À qui appartient le client ?
Lorsqu’un client accepte de faire confiance à un avocat en lui confiant un dossier, il est bien loin d’imaginer qu’il va faire l’objet de longues discussions au sein du cabinet, de jalousies, et même parfois d’affrontements entre les associés. Car derrière un dossier qui rentre, c’est surtout une histoire de gros sous qui débute. Enquête.
Vaste sujet que celui du client dans un cabinet. Objet de toutes les convoitises, de guerres entre équipes, de violences verbales entre associés, parfois même physiques, jusqu’au claquage de porte en bonne et due forme. « Ne nous leurrons pas, une source de tension, notamment dans des firmes qui adoptent un modèle eat what you kill strict, résulte de l’attribution de la responsabilité de la relation clients, des honoraires générés et de la rémunération qui y est attachée, lance avec franchise Alain Decombe, managing partner de Dechert. C’est aux firmes d’adopter les bons outils qui permettent de corriger ces possibles tensions, notamment en créant un système de rémunération transparent où c’est la contribution réelle de l’associé/e qui prévaut sur la seule composante honoraire. Plus facile à dire qu’à faire, me direz-vous, mais il faut tendre vers ces corrections si l’on veut garder une cohésion au sein du partnership ». Car comme souvent, derrière ces batailles, c’est surtout une histoire de gros sous. Le système de rémunération du cabinet définit l’appartenance du client. Et le modèle du eat what you kill, propre aux Américains, mais aussi à certaines structures françaises, est à ce titre particulièrement générateur de frustrations.
* * * * * * *
• **Travail à faire**
A. Indiquez, s'il vous plaît, si chacune des affirmations suivantes concorde avec l'extrait du texte. Pour chacune, répondez par oui ou par non et citez les mots décisifs. (i) Alain Decombe est managing partner de Dechert. (ii) Le modèle eat what you kill est propre aux seuls Américains. (iii) Le système de rémunération du cabinet définit l'appartenance du client.
B. D'après l'extrait du texte, qu'est-ce qui débute derrière un dossier qui rentre ?
C. Modifiez le passage de l'extrait du texte qui commence par « Lorsqu’un client accepte » et se termine par « qui débute. Enquête. », en y remplaçant « avocat » par « juriste ».

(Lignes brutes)
* * * * * * *
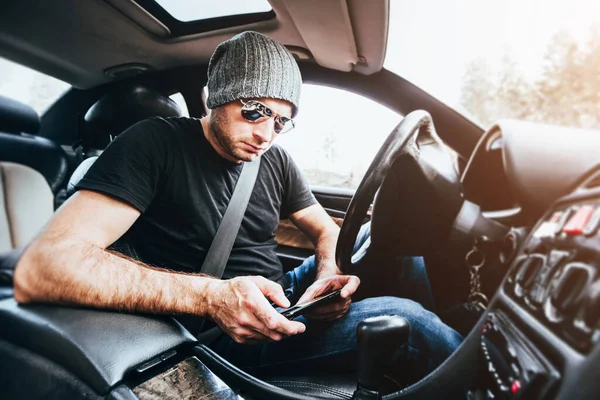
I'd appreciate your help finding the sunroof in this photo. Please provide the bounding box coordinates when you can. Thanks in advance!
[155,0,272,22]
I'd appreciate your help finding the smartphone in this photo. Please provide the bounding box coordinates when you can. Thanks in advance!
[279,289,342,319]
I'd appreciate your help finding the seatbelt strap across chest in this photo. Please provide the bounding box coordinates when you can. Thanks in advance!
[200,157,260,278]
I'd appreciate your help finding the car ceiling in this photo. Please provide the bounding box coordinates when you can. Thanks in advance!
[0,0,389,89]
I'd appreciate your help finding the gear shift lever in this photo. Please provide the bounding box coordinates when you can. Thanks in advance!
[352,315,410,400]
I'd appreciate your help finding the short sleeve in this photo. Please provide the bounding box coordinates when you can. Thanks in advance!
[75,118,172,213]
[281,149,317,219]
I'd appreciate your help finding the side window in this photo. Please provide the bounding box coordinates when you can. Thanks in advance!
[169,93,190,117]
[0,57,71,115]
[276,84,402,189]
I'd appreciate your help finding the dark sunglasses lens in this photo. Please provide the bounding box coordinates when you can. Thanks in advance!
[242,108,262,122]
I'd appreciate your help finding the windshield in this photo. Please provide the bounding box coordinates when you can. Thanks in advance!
* * * * * * *
• **Corrigé des exercices**
A.
(i) Oui : « lance avec franchise Alain Decombe, managing partner de Dechert ».
(ii) Non : « propre aux Américains, mais aussi à certaines structures françaises ».
(iii) Oui : « Le système de rémunération du cabinet définit l’appartenance du client. »

B. C'est surtout une histoire de gros sous.

C.
Lorsqu’un client accepte de faire confiance à un juriste en lui confiant un dossier, il est bien loin d’imaginer qu’il va faire l’objet de longues discussions au sein du cabinet, de jalousies, et même parfois d’affrontements entre les associés. Car derrière un dossier qui rentre, c’est surtout une histoire de gros sous qui débute. Enquête.